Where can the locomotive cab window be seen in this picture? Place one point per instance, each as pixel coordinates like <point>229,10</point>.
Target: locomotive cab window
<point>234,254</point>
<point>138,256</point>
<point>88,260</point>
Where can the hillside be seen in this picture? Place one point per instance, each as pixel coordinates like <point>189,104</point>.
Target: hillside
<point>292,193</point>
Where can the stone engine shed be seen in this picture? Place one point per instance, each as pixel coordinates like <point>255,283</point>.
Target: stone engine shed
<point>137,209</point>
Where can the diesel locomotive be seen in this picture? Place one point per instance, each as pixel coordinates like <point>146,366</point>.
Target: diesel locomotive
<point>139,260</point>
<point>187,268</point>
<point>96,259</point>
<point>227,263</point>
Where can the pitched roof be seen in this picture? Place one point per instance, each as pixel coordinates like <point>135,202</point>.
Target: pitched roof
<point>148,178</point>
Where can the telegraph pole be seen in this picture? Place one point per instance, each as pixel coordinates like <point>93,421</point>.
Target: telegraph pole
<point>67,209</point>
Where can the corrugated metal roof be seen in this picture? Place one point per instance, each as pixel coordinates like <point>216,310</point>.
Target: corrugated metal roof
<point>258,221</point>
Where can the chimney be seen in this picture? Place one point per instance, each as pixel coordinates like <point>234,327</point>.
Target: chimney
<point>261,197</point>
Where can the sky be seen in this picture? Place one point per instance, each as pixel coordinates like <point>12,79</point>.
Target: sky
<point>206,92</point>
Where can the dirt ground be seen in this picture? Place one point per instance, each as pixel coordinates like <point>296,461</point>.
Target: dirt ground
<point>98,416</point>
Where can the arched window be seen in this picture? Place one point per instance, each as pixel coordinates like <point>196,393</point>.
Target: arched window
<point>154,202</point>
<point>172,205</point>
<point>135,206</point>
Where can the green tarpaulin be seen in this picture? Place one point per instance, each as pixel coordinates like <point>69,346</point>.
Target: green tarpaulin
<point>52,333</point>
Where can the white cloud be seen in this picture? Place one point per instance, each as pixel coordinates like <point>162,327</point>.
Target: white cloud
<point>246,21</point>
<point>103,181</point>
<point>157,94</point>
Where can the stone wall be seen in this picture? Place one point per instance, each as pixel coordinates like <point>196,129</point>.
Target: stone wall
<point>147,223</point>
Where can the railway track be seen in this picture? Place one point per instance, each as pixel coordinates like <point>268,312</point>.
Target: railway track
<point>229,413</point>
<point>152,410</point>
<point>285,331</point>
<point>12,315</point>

#####

The answer should be all the entries, restated with no word changed.

Where can the locomotive cab window be seen in this picture? Place one point per instance, each as pixel coordinates like <point>229,10</point>.
Target: locomotive cab window
<point>234,254</point>
<point>138,256</point>
<point>88,260</point>
Where can the hillside be seen in this picture? Place one point per instance, each as pixel coordinates like <point>189,104</point>.
Target: hillside
<point>292,193</point>
Where can the stone engine shed be seen in this picture? Place one point per instance, each as pixel coordinates like <point>255,283</point>.
Target: stone engine shed
<point>137,209</point>
Where can the diesel locomotive be seen in this picture? Place one point per instance, each as pixel coordinates like <point>146,366</point>.
Target: diesel locomotive
<point>139,260</point>
<point>187,268</point>
<point>96,259</point>
<point>227,263</point>
Where can the pitched roof be seen in this picture? Place one point per instance, each as pixel coordinates like <point>135,202</point>.
Target: pitched roof
<point>148,178</point>
Where can the telegraph pole be seen in this picture? Place one point per instance, each as pixel coordinates like <point>93,421</point>.
Target: telegraph pole
<point>67,209</point>
Where can the corrugated metal roof be seen in this picture? Place one point per instance, each as pixel coordinates like <point>216,310</point>.
Target: corrugated metal roof
<point>258,221</point>
Where can the chimney be seen in this picture? Place one point per instance, each as pixel coordinates like <point>234,327</point>.
Target: chimney
<point>261,197</point>
Where can the sky be seen in this picture? Place one point per instance, each as pixel coordinates like <point>12,79</point>.
Target: sky
<point>206,92</point>
Where can the dirt ground be seen in this picture? Place one point per instance, each as pixel coordinates like <point>296,461</point>.
Target: dirt ground
<point>98,416</point>
Where can the arched window be seen in this picture? Place one point per instance, each as pixel coordinates like <point>196,393</point>.
Target: arched window
<point>154,202</point>
<point>172,205</point>
<point>135,206</point>
Where can the green tarpaulin be seen in this picture? Place one point per instance, each as pixel coordinates like <point>69,346</point>.
Target: green tarpaulin
<point>52,333</point>
Where can the white cloud be seen in this picture? Place one point per instance, each as pixel coordinates like <point>162,327</point>.
Target: white cloud
<point>246,21</point>
<point>103,181</point>
<point>157,94</point>
Where can the stone wall be seen in this picture? Place one point per instance, each as pixel coordinates like <point>196,129</point>.
Target: stone wall
<point>147,223</point>
Where can the railway track be seen in this picture? Place one point per instance, each as pixel coordinates like <point>268,312</point>.
Target: railway track
<point>229,413</point>
<point>152,410</point>
<point>285,331</point>
<point>12,315</point>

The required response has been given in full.